[Given exercise]
Switch "dot" to "marker" in everything from the line "Target: dark brown horse" down to the end of the entries. Reproduce only those lines, with every other word left as it is.

** start of Records for the exercise **

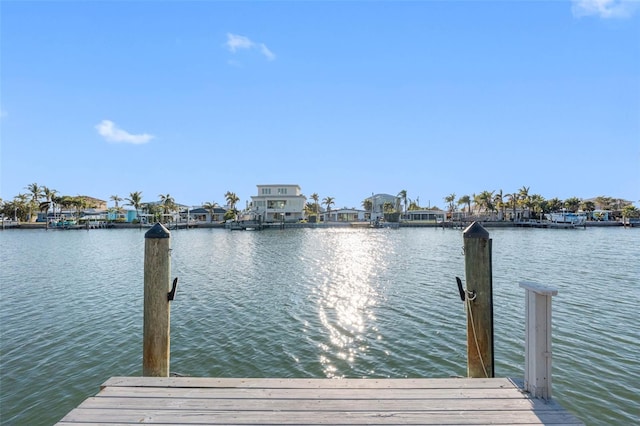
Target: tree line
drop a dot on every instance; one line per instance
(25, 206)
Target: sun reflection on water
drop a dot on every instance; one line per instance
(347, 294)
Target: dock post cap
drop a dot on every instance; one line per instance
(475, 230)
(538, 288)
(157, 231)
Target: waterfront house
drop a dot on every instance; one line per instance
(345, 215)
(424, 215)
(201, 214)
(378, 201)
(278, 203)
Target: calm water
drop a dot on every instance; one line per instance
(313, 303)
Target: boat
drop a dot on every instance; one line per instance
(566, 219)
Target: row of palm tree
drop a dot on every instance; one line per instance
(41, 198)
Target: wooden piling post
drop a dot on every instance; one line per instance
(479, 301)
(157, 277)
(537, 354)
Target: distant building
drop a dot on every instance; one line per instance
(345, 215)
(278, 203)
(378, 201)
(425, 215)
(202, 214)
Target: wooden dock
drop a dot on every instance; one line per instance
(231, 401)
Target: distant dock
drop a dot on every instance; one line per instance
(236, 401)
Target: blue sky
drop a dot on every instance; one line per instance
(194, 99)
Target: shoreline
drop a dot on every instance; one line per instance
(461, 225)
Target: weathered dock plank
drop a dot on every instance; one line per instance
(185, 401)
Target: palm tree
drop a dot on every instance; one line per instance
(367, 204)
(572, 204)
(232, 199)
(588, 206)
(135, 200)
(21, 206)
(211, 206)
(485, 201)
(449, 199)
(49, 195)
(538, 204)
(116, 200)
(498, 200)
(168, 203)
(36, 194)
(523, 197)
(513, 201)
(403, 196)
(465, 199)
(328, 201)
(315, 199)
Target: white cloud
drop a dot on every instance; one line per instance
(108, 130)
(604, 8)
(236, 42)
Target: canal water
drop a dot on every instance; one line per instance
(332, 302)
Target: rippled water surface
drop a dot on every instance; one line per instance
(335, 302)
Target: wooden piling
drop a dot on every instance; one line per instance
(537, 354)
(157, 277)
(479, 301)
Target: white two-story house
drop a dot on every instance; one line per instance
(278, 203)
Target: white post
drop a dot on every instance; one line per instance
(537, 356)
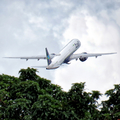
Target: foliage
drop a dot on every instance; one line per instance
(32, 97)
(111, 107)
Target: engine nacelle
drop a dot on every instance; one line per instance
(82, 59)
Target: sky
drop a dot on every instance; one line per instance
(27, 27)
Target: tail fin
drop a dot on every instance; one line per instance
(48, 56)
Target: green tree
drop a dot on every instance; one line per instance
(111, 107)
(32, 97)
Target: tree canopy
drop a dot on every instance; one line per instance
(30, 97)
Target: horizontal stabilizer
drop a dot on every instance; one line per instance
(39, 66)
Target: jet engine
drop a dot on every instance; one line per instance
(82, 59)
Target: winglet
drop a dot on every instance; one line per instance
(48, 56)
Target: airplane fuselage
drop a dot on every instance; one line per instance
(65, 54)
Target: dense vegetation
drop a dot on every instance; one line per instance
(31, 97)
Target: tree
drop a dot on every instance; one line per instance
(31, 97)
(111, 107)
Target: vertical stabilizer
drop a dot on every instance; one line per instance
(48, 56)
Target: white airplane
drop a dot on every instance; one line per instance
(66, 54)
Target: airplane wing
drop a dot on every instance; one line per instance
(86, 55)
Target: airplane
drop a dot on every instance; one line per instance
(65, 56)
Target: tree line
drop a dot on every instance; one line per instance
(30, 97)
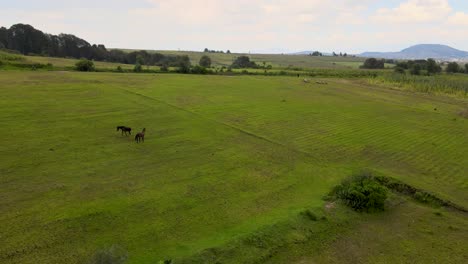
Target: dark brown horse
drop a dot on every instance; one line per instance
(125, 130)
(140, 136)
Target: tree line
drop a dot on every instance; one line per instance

** end of Records for the exercise **

[Final result]
Target: dark brown horse
drop a marker on every instance; one line per instance
(125, 130)
(140, 136)
Target: tree line
drop a marker on every instance; one line per instance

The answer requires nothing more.